▶ _Source information_:
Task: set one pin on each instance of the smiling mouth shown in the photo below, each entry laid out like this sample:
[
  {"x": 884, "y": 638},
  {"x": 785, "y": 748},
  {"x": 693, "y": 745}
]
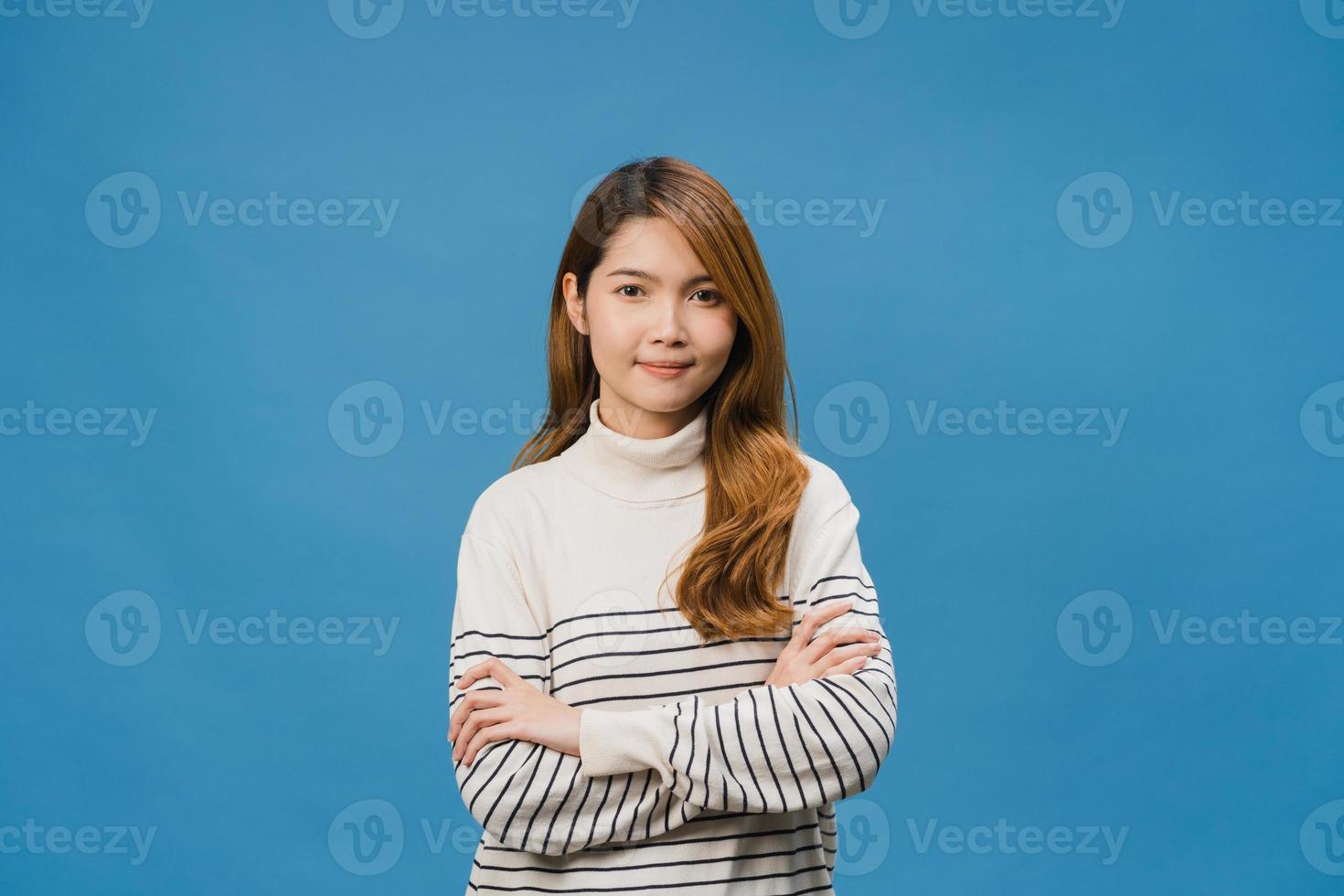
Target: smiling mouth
[{"x": 664, "y": 371}]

▶ _Problem requirements_:
Set down the material once more, exactly, with the pictures omitted.

▶ _Task solution_:
Task: set one pin on each instance of the smiling mouth shown in the photo below, each entry laid out like this sample:
[
  {"x": 884, "y": 638},
  {"x": 785, "y": 748},
  {"x": 693, "y": 745}
]
Target: smiling mouth
[{"x": 664, "y": 371}]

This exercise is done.